===== Data for analysis =====

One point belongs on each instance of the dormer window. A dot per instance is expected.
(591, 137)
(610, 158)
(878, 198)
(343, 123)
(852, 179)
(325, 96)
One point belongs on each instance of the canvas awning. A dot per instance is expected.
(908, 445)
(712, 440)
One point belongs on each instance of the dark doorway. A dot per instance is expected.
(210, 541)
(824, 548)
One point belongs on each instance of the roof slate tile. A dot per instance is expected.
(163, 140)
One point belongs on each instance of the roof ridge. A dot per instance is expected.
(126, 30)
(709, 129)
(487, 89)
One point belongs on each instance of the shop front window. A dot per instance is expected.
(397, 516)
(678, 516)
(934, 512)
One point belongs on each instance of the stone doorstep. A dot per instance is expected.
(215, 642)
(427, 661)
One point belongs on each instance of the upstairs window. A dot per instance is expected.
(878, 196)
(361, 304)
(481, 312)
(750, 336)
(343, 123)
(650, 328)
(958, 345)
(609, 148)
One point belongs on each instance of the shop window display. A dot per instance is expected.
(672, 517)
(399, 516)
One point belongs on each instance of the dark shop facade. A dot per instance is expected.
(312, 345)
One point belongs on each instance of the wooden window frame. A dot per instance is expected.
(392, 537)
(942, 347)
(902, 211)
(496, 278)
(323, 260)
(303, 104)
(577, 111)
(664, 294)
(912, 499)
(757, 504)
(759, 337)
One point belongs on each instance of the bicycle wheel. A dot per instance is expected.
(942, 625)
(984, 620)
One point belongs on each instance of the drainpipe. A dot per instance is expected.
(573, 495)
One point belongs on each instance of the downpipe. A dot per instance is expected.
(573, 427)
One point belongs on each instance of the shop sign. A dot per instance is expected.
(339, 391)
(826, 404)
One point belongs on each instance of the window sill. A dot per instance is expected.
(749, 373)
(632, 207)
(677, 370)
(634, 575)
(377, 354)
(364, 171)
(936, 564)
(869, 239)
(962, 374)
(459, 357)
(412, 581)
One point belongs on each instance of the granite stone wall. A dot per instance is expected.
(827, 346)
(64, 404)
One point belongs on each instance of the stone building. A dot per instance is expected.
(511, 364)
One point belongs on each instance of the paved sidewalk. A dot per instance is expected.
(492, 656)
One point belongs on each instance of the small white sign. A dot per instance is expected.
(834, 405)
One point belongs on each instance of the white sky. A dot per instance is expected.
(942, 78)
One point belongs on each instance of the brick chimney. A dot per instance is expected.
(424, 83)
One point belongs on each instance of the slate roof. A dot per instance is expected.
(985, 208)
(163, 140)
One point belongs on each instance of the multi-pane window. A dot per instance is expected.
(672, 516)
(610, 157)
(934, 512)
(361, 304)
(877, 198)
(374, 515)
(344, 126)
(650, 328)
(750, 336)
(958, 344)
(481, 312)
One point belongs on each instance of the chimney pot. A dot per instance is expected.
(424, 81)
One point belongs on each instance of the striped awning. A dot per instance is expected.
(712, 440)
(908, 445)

=====

**Required action**
The records above should be set down again word for word.

**Solution to the exercise**
One point belongs on each instance of the dormer window. A dot per instance is expected.
(591, 137)
(610, 158)
(878, 198)
(343, 123)
(852, 179)
(325, 96)
One point belongs on each instance of the canvas awning. A dot per instance is expected.
(908, 445)
(712, 440)
One point belongs on each instance of the dark doorway. A dot per instance is expected.
(210, 541)
(824, 548)
One point belongs on each instance of the roof slate tile. A dot per instance is expected.
(163, 140)
One point belongs on each instance of the roof ridge. A dot per instance is expected.
(126, 30)
(709, 129)
(487, 89)
One point belongs on each instance of the shop front window. A dot per instance is expected.
(397, 516)
(678, 516)
(934, 512)
One point belongs on each instance of the stone doorstep. A dot per instance is expected.
(215, 642)
(427, 661)
One point belongs on each instance of the upstairs window. A dot per instance is expected.
(878, 196)
(361, 304)
(481, 312)
(750, 336)
(343, 123)
(650, 328)
(958, 345)
(609, 148)
One point belongs on each instance of the shop window display. A dot per instance is expected.
(672, 517)
(399, 516)
One point belongs on each instance of the dark shop facade. A dot per instance is expected.
(312, 345)
One point belongs on each instance of the wooden window frame. A dot per instance is expected.
(392, 537)
(942, 347)
(902, 211)
(496, 278)
(323, 260)
(303, 104)
(577, 111)
(664, 294)
(912, 499)
(757, 504)
(759, 337)
One point belongs on each instance of the bicycle wheel. A dot per instance is expected.
(942, 625)
(984, 620)
One point belongs on each instance of the drainpipe. A dot per instance is expected.
(573, 495)
One point belongs on each instance of the downpipe. A dot per instance is expected.
(573, 427)
One point belongs on each instance of the shop sign. A dot per instance is expected.
(339, 391)
(826, 404)
One point belongs on each instance of the window sill. A dot per instance is expected.
(749, 373)
(632, 207)
(677, 370)
(634, 575)
(377, 354)
(364, 171)
(936, 564)
(869, 239)
(962, 374)
(459, 357)
(412, 581)
One point belongs on each instance of the granite stone wall. A dot per instance is expected.
(827, 346)
(64, 404)
One point belongs on each instance of the stone building. A dot per instance is expected.
(511, 364)
One point belongs on each instance of the paved sidewalk. A dot per instance is expected.
(492, 656)
One point belongs on each instance of the small white sign. A dot per instance is expected.
(834, 405)
One point belongs on each instance of the white sky. A dot per instance is expected.
(942, 78)
One point belongs on each instance of the brick chimney. A dot per instance is expected.
(424, 83)
One point belongs on each instance of the slate roof. A dot per instance is expected.
(985, 208)
(163, 140)
One point belongs on each instance of the multi-pane window. A dot per instance is expected.
(672, 516)
(610, 157)
(934, 512)
(361, 304)
(877, 198)
(374, 515)
(344, 126)
(650, 328)
(750, 336)
(958, 344)
(481, 312)
One point belongs on each instance of the chimney pot. A dot per instance is expected.
(424, 81)
One point belongs on each instance of the striped awning. A dot per instance is expected.
(712, 440)
(908, 445)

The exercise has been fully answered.